## WORK INSTRUCTIONS
Report how many of the lines below contain the string "kind", treating case as significant, and give only the number.

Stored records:
[START]

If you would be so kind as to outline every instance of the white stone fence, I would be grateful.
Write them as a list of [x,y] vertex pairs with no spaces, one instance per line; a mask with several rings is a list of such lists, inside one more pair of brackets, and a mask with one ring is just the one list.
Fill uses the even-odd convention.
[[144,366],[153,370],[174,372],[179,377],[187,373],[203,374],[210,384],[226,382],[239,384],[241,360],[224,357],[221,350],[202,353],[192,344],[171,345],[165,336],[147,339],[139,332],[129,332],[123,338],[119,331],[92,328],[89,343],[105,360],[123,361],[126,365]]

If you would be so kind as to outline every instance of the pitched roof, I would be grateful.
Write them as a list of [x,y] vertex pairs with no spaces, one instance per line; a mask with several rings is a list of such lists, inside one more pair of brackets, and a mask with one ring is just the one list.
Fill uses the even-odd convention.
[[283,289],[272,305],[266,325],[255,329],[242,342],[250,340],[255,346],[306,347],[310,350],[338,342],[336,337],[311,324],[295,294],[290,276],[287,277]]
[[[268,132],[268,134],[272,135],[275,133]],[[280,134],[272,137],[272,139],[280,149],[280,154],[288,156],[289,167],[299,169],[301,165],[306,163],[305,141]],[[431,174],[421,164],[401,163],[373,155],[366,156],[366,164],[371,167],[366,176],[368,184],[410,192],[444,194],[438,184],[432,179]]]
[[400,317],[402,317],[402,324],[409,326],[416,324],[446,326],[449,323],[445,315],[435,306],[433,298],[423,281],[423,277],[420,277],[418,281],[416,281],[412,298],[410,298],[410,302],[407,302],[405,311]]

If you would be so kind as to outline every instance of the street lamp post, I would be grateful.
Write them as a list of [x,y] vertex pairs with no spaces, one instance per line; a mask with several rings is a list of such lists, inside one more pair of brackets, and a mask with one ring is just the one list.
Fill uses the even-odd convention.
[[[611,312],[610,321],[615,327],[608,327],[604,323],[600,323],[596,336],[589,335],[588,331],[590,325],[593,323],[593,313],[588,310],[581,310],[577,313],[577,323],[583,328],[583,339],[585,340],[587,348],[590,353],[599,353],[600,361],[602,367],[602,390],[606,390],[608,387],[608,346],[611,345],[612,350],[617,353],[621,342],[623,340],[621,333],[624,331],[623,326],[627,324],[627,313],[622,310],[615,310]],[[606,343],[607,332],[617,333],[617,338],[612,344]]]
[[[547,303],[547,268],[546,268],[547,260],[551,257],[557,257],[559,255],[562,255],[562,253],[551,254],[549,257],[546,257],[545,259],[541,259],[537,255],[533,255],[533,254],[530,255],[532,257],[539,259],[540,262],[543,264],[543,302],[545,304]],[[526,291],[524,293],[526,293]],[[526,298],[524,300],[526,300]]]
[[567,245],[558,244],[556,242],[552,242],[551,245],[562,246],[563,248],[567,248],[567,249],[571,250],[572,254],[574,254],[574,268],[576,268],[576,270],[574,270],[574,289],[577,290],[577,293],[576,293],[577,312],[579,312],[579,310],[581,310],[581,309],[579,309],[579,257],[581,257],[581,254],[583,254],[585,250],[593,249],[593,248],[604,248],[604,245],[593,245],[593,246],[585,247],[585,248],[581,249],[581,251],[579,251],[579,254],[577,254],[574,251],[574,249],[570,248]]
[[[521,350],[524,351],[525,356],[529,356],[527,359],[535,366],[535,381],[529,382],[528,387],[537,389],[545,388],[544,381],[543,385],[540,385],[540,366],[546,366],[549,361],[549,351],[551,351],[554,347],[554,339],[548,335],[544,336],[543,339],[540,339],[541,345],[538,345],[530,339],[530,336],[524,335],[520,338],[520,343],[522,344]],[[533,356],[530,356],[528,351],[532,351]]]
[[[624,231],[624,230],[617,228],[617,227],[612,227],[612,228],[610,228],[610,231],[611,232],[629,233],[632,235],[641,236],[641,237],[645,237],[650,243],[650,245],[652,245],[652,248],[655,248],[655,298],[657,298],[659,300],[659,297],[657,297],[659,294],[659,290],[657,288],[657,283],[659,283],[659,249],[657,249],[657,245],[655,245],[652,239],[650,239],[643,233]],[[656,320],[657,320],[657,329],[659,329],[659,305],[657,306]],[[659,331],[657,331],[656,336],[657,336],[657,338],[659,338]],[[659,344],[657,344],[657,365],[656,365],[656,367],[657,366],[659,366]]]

[END]

## FINAL RESULT
3